* What to work on
a) Based on the Pulitzer list, say whether each statement agrees with it, answering yes or no and quoting the deciding words: (i) The writer has already read Trust by Diaz. (ii) The writer has read Shipping News at least three times. (iii) The writer listened to The Goldfinch as an audiobook.
b) Pick up the Pulitzer list right after its last sentence and carry it forward.

* Supplied text
:::::

"Outside a dog a book is man's best friend, inside a dog it is too dark to read!" -Groucho Marx========="The person, be it gentleman or lady, who has not pleasure in a good novel, must be intolerably stupid." -Jane Austen========="I don’t believe in the kind of magic in my books. But I do believe something very magical can happen when you read a good book."-JK Rowling========"I spend a lot of time reading." -Bill Gates=========“Ahhh. Bed, book, kitten, sandwich. All one needed in life, really.” -Jacqueline Kelly=========

Monday, May 22, 2023

TTT: (Twist) My favorite Pulitzer Prize Award winners

Top Ten Tuesday: (Off the board this week .) My favorite Pulitzer Prize winners.

I'm three books way from reading all the Pulitzer Prize winners of the 21st-century which is the goal for my personal Pulitzer challenge. In addition I've read 42 of the 96 winners overall, plus eight of its finalists. Here is my master list of the Pulitzers.

1. To Kill a Mockingbird by Harper Lee [1961]*
Even though times have changed our sensibilities since this famous book was published, I still love the story so much and I'm smitten by Scout as the book's narrator.

2. Demon Copperhead by Barbara Kingsolver [2023]
Kingsolver is one of, if not my favorite author. I've enjoyed everything she has written. I was delighted to learn that she is a co-winner for the 2023 Pulitzer with Trust by Diaz, (which I haven't read yet.) The story was inspired by David Copperfield and by Dickens himself.

3. All the Light We Cannot See by Anthony Doerr [2015]
I don't normally love war stories but this one is so brilliantly wrought I had to reread it within two years of reading it for the first time. I love the way Doerr weaves together themes and returns to them over and over.

4. Shipping News by E. Annie Proulx [1994]
I've read this book at least three times and I'm getting the itch to reread it for a fourth. I cannot put my finger on what it is that I like about this book so much except that it is stuffed full of quirky characters and a very unique setting.
5. Lonesome Dove by Larry McMurtry [1986]*
USA Today said, "If you read only one Western novel in your life, read Lonesome Dove." I agree. This epic novel about the Old West is a must-read. Ignore the fact that it is 850+ pages long, just saddle up and enjoy the ride.

6. The Overstory by Richard Powers [2019]
"When is the best time to plant a tree?" -- 20 years ago. "When is the next best time to plant a tree?" -- Now! This book of seven interconnected stories all revolve around trees. I loved every minute of it.
7.  The Goldfinch by Donna Tartt [2014]
One event can change the trajectory of one's life forever. I was obsessed with this book after I listened to all 30+ hours of the audiobook.

:::::

* Extracted data
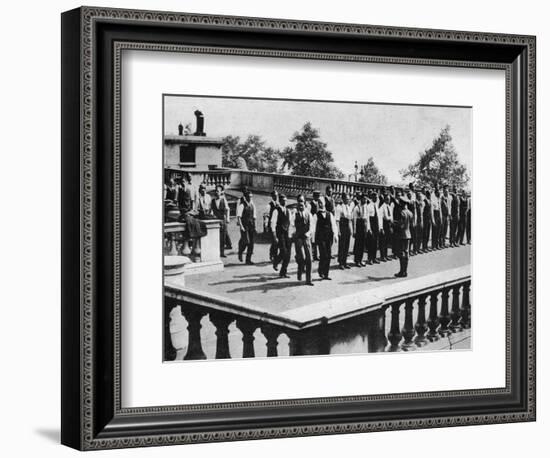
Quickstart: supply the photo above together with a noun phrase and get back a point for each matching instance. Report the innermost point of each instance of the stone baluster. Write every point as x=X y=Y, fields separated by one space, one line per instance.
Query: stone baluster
x=444 y=315
x=455 y=310
x=271 y=334
x=222 y=321
x=172 y=244
x=376 y=329
x=169 y=350
x=394 y=336
x=465 y=310
x=248 y=327
x=420 y=326
x=295 y=344
x=194 y=346
x=433 y=320
x=408 y=329
x=185 y=250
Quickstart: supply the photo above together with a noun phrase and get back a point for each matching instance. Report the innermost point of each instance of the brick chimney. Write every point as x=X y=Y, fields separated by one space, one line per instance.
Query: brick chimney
x=200 y=124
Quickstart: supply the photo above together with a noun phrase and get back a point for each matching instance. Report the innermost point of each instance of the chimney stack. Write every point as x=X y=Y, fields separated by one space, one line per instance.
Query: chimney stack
x=200 y=124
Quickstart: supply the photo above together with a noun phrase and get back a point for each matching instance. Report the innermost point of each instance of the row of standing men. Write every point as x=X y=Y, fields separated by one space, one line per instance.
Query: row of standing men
x=376 y=221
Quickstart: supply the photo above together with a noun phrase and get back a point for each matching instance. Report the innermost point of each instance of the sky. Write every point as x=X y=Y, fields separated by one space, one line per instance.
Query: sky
x=393 y=135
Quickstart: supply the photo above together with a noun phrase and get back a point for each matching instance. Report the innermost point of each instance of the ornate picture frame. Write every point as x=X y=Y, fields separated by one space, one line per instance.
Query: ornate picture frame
x=92 y=42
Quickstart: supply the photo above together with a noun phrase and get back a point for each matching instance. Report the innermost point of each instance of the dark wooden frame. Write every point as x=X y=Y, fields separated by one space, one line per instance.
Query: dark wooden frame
x=92 y=39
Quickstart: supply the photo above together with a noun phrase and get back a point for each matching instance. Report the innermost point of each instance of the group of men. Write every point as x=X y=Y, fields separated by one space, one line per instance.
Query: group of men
x=407 y=222
x=196 y=206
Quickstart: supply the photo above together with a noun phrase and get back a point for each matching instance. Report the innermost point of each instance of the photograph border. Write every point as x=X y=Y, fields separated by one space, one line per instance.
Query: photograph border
x=93 y=40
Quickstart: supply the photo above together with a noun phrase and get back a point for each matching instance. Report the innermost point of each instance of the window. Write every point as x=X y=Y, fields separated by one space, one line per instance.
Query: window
x=187 y=153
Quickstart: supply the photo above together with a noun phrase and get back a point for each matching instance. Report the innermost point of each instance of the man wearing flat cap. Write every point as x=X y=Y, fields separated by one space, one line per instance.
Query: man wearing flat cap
x=403 y=217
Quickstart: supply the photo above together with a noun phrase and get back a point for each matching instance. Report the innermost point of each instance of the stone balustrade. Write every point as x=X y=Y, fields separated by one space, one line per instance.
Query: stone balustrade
x=295 y=185
x=402 y=316
x=204 y=252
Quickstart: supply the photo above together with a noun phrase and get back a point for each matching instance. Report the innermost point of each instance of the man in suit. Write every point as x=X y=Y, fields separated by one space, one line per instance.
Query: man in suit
x=324 y=236
x=330 y=206
x=246 y=220
x=386 y=234
x=436 y=221
x=454 y=218
x=280 y=226
x=314 y=206
x=203 y=202
x=403 y=217
x=302 y=225
x=344 y=221
x=361 y=226
x=373 y=234
x=427 y=220
x=419 y=226
x=469 y=220
x=220 y=210
x=445 y=216
x=271 y=206
x=185 y=198
x=414 y=245
x=462 y=214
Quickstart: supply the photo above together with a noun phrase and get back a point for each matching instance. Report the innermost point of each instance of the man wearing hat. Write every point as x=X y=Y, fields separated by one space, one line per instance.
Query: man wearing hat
x=455 y=202
x=246 y=220
x=330 y=206
x=303 y=228
x=325 y=234
x=344 y=221
x=374 y=223
x=204 y=202
x=403 y=217
x=280 y=225
x=445 y=215
x=361 y=226
x=314 y=206
x=271 y=206
x=436 y=222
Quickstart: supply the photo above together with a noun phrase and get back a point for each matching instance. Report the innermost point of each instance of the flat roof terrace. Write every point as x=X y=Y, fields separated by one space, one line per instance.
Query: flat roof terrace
x=259 y=288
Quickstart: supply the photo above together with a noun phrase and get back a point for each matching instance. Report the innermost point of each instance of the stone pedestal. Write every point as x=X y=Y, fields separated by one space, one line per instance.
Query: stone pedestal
x=210 y=243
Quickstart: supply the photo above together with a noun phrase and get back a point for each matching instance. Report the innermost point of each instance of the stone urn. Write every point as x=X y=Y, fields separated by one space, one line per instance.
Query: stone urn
x=175 y=265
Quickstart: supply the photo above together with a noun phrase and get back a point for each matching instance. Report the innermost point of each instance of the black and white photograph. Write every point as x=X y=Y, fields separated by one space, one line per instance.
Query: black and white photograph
x=314 y=227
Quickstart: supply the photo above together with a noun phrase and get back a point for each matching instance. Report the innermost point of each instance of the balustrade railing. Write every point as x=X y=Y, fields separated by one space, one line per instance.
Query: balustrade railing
x=213 y=178
x=295 y=185
x=416 y=319
x=176 y=243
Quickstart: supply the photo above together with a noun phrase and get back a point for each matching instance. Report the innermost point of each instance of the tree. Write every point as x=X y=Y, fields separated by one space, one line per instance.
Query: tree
x=309 y=156
x=438 y=165
x=253 y=151
x=371 y=174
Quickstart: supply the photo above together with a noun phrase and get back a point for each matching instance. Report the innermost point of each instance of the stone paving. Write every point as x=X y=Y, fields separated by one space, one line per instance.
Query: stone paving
x=260 y=285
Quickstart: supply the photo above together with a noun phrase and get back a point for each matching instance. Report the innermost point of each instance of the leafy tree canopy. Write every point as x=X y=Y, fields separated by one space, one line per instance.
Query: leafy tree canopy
x=371 y=173
x=309 y=155
x=438 y=165
x=257 y=156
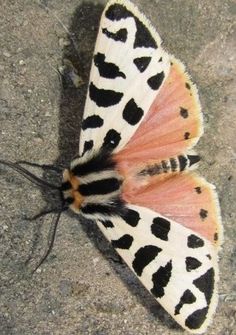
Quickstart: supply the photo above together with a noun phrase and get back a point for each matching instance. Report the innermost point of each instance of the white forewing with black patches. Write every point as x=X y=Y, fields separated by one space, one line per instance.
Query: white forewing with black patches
x=178 y=267
x=125 y=78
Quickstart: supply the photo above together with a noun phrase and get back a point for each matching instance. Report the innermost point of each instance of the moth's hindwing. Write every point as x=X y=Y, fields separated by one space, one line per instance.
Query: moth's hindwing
x=128 y=69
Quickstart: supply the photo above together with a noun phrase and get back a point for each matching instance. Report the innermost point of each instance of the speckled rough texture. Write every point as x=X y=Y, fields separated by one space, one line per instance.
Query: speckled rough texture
x=83 y=288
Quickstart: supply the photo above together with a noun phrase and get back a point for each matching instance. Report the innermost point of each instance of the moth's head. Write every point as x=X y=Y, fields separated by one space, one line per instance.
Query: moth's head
x=70 y=190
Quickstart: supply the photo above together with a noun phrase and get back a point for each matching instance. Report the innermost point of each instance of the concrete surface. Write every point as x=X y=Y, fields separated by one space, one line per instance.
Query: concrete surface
x=83 y=288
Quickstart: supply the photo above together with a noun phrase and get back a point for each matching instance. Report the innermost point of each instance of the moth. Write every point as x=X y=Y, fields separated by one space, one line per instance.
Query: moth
x=133 y=173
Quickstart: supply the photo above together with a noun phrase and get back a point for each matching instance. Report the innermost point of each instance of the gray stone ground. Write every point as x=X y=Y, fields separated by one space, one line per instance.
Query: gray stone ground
x=83 y=288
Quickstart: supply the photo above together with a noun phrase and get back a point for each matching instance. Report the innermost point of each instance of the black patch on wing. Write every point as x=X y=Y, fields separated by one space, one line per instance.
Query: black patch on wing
x=203 y=213
x=102 y=161
x=111 y=140
x=193 y=159
x=131 y=217
x=142 y=63
x=143 y=257
x=107 y=70
x=120 y=35
x=205 y=284
x=187 y=298
x=182 y=162
x=161 y=279
x=88 y=145
x=104 y=98
x=196 y=319
x=160 y=228
x=99 y=187
x=195 y=241
x=132 y=113
x=173 y=164
x=93 y=121
x=123 y=242
x=198 y=190
x=192 y=263
x=113 y=208
x=143 y=37
x=156 y=81
x=107 y=223
x=117 y=12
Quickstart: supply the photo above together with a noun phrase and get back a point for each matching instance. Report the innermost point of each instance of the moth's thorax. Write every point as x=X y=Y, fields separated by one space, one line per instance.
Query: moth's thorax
x=92 y=185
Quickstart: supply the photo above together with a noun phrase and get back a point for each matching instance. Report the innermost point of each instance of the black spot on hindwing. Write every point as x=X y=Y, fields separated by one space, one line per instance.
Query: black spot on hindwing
x=104 y=98
x=187 y=135
x=123 y=242
x=107 y=70
x=93 y=121
x=131 y=217
x=198 y=190
x=161 y=279
x=203 y=214
x=143 y=257
x=132 y=113
x=192 y=263
x=112 y=139
x=156 y=81
x=88 y=145
x=107 y=223
x=183 y=112
x=187 y=298
x=195 y=241
x=120 y=35
x=193 y=159
x=160 y=228
x=142 y=63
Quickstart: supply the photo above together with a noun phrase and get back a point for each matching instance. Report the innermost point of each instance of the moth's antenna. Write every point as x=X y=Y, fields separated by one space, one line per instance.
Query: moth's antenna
x=28 y=175
x=51 y=239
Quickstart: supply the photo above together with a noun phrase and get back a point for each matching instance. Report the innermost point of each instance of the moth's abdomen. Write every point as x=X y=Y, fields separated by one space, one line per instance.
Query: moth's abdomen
x=92 y=186
x=172 y=165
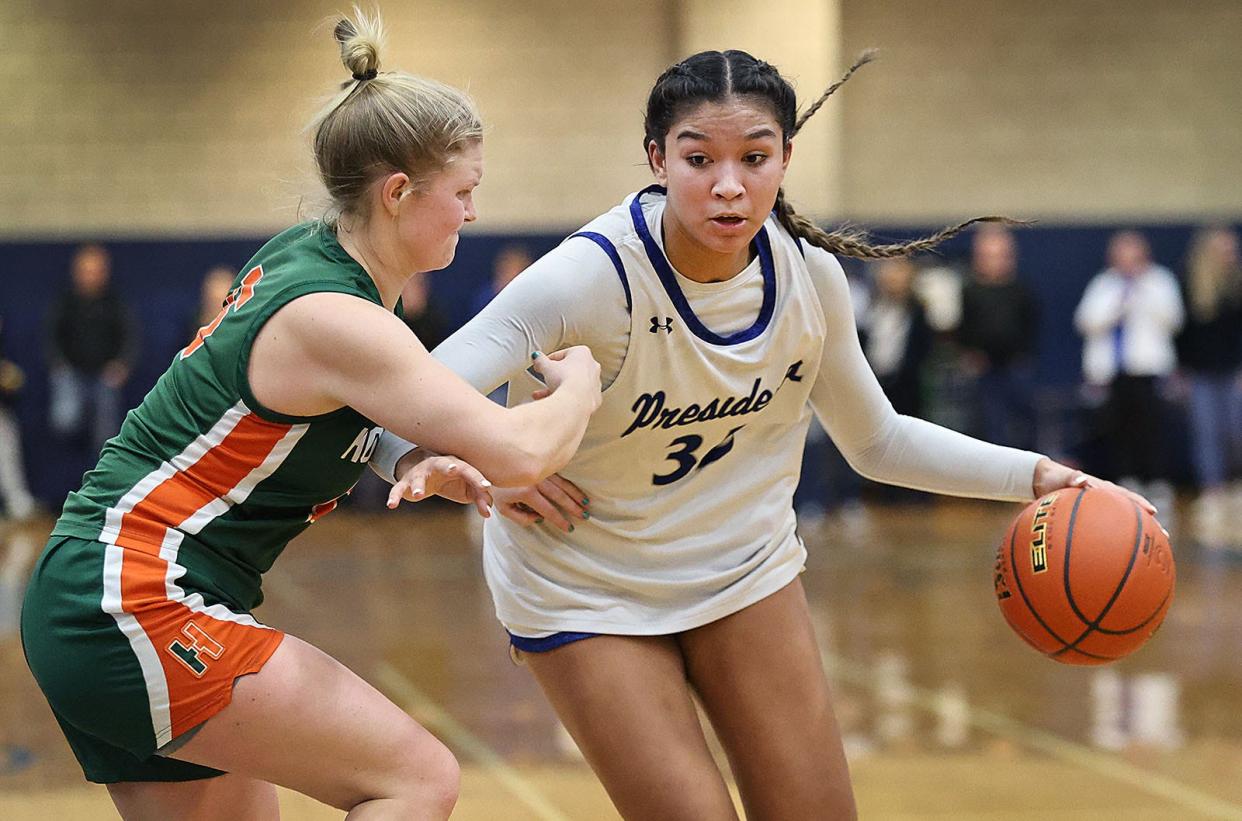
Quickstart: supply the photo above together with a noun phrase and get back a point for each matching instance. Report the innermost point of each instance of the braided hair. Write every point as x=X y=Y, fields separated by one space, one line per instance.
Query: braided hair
x=711 y=76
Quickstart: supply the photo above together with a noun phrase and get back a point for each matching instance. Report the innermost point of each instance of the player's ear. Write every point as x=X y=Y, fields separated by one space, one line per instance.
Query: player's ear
x=393 y=189
x=656 y=160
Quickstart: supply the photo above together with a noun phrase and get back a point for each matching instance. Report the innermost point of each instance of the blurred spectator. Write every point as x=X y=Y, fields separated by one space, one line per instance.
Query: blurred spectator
x=430 y=327
x=420 y=314
x=91 y=352
x=1210 y=349
x=213 y=292
x=509 y=262
x=897 y=337
x=1128 y=317
x=997 y=334
x=18 y=502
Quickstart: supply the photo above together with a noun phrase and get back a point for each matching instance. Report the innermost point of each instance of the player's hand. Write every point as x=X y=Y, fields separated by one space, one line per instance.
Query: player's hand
x=445 y=476
x=568 y=367
x=555 y=501
x=1052 y=476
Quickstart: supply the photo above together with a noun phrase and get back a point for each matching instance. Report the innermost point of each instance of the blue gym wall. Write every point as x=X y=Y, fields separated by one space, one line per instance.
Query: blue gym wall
x=159 y=278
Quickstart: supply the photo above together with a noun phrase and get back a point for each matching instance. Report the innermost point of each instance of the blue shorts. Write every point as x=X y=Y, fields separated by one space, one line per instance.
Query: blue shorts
x=547 y=642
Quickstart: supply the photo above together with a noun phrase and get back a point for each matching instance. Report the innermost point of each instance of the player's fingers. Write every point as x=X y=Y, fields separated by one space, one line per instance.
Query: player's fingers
x=411 y=488
x=482 y=501
x=569 y=502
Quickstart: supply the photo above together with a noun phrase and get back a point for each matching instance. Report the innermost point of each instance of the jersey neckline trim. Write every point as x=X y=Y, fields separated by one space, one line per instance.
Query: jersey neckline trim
x=668 y=278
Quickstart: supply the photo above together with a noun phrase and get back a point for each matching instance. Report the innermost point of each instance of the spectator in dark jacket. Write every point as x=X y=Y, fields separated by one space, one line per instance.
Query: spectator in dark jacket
x=997 y=335
x=91 y=352
x=896 y=335
x=18 y=502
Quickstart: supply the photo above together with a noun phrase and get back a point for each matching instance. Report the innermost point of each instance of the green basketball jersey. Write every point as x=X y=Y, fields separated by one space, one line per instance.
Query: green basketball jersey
x=206 y=475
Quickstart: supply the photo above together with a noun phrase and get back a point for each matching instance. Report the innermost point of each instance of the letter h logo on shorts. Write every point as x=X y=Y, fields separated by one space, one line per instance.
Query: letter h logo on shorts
x=200 y=644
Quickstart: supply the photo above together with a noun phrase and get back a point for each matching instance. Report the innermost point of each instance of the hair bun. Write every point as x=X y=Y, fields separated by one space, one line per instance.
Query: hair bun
x=359 y=37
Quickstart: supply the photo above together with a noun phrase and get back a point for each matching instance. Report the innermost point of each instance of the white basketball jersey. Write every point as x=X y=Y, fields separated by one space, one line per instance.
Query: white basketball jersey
x=689 y=463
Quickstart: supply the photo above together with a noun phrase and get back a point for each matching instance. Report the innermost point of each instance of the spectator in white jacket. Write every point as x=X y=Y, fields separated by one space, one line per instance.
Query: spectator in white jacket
x=1129 y=317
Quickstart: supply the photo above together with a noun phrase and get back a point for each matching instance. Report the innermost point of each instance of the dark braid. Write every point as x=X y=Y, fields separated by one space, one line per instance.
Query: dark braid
x=863 y=58
x=850 y=242
x=712 y=76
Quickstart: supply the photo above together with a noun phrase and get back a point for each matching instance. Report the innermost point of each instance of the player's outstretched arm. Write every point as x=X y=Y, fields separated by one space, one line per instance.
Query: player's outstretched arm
x=326 y=350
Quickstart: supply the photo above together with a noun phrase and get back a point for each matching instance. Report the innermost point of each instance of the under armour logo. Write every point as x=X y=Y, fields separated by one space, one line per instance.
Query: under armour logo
x=656 y=327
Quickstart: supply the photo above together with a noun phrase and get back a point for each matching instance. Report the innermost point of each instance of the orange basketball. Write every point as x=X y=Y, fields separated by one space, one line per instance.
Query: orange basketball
x=1084 y=575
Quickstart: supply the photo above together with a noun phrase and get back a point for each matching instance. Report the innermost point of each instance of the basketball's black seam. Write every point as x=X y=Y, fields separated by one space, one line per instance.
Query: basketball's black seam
x=1069 y=544
x=1117 y=593
x=1017 y=581
x=1142 y=624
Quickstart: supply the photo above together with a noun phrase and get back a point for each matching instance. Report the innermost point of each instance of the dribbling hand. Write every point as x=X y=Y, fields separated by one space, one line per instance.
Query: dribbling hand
x=573 y=364
x=1052 y=476
x=555 y=501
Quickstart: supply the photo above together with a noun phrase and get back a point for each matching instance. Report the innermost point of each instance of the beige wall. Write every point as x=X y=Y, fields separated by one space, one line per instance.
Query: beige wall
x=138 y=117
x=1092 y=109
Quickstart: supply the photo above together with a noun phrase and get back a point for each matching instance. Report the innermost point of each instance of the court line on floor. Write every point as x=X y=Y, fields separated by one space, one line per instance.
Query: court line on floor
x=417 y=703
x=1103 y=764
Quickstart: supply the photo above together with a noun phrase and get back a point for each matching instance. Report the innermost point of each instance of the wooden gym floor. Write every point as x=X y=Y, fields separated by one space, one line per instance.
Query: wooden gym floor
x=947 y=714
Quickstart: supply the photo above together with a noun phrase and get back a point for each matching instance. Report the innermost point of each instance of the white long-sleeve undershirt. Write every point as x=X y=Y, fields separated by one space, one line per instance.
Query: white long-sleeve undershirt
x=574 y=297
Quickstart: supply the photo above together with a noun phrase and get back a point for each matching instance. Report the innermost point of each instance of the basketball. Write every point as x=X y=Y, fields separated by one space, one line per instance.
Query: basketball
x=1084 y=575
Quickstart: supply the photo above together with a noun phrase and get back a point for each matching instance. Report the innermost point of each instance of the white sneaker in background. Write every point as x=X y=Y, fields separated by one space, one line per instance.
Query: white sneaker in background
x=1210 y=517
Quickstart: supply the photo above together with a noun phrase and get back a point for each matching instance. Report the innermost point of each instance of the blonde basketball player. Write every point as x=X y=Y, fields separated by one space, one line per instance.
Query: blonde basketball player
x=663 y=559
x=137 y=620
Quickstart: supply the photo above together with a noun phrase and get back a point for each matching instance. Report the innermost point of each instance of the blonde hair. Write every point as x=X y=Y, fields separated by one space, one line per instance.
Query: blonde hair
x=381 y=123
x=1212 y=282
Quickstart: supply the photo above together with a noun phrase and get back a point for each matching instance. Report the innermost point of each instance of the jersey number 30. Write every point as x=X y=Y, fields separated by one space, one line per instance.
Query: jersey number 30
x=686 y=457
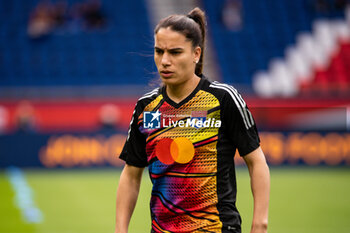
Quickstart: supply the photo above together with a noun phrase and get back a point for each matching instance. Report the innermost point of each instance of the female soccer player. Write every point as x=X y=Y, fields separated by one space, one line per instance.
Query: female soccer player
x=187 y=132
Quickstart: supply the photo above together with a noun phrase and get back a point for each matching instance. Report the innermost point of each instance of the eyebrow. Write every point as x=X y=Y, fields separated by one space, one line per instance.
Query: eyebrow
x=173 y=49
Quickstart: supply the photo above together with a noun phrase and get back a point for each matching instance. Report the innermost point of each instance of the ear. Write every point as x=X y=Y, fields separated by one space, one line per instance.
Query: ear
x=197 y=53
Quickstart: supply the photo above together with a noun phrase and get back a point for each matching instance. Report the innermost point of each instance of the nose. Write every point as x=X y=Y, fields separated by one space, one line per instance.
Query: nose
x=165 y=60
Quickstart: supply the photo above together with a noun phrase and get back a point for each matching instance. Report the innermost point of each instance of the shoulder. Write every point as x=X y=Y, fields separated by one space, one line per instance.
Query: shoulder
x=226 y=93
x=149 y=96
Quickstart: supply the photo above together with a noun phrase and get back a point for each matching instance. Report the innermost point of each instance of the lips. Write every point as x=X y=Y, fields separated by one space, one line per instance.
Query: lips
x=166 y=73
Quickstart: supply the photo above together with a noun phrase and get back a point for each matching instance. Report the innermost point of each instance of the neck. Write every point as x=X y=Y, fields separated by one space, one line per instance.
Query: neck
x=179 y=92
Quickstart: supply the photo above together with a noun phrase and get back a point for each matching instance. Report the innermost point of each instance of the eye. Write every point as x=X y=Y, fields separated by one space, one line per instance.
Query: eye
x=158 y=51
x=176 y=52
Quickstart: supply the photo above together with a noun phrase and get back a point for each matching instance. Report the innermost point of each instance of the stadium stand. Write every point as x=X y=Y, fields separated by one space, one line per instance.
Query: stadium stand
x=268 y=28
x=118 y=54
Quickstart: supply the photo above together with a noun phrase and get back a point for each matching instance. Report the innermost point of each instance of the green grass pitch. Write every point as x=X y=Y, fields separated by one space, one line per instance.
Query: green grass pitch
x=303 y=200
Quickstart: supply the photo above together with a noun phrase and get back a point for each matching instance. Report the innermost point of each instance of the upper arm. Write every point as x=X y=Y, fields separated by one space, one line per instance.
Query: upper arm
x=254 y=158
x=132 y=173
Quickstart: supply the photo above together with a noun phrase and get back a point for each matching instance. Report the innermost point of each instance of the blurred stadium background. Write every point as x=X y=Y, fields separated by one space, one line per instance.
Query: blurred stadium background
x=72 y=70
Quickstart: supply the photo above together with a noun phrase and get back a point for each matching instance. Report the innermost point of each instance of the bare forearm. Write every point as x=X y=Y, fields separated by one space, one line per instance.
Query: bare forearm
x=128 y=190
x=260 y=184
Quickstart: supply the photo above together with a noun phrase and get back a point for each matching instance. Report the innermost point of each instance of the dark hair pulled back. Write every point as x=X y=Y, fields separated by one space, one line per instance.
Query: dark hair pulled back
x=192 y=26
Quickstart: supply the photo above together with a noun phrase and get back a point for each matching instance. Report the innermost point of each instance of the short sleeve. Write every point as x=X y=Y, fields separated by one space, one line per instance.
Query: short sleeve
x=134 y=150
x=240 y=124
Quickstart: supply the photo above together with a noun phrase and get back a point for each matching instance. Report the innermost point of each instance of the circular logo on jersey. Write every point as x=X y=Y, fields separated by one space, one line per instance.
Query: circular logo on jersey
x=178 y=150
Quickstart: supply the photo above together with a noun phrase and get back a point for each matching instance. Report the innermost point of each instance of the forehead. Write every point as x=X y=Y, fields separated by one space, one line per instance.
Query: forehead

:::::

* Answers in order
a)
(i) No: "(which I haven't read yet.)"
(ii) Yes: "I've read this book at least three times"
(iii) Yes: "I listened to all 30+ hours of the audiobook."

b)
8. The Confederacy of Dunces by John Kennedy Toole [1981]*
This is a very, very funny novel with one of the most memorable characters in all of literature: Ignatius J. Riley. I especially loved the audio version of the book for its Louisiana accents.

This book is about so much: the early days of comic books, WWII, the Holocaust, magic, art, Houdini. I just finihsed this one so it will have to live on the list at this spot until I figure out how it weathers in my mind.

10. The Brief Wondrous Life of Oscar Wao by Junot Diaz [2008]
Another story about a comic, yet bedraggled character. It asks us to examine where home is and how do we get there. Partially set in Dominican Republic.
11. The Road by Cormac McCarthy [2007]*
How does one love a book about the end of the world? Let's just say I was deeply impacted by this one.

12. The Interpreter of Maladies by Jhumpa Lahiri [2000]
Short stores set in India aor about Indian Nationals abroad. This stories are all stuck in my head and I think about them often.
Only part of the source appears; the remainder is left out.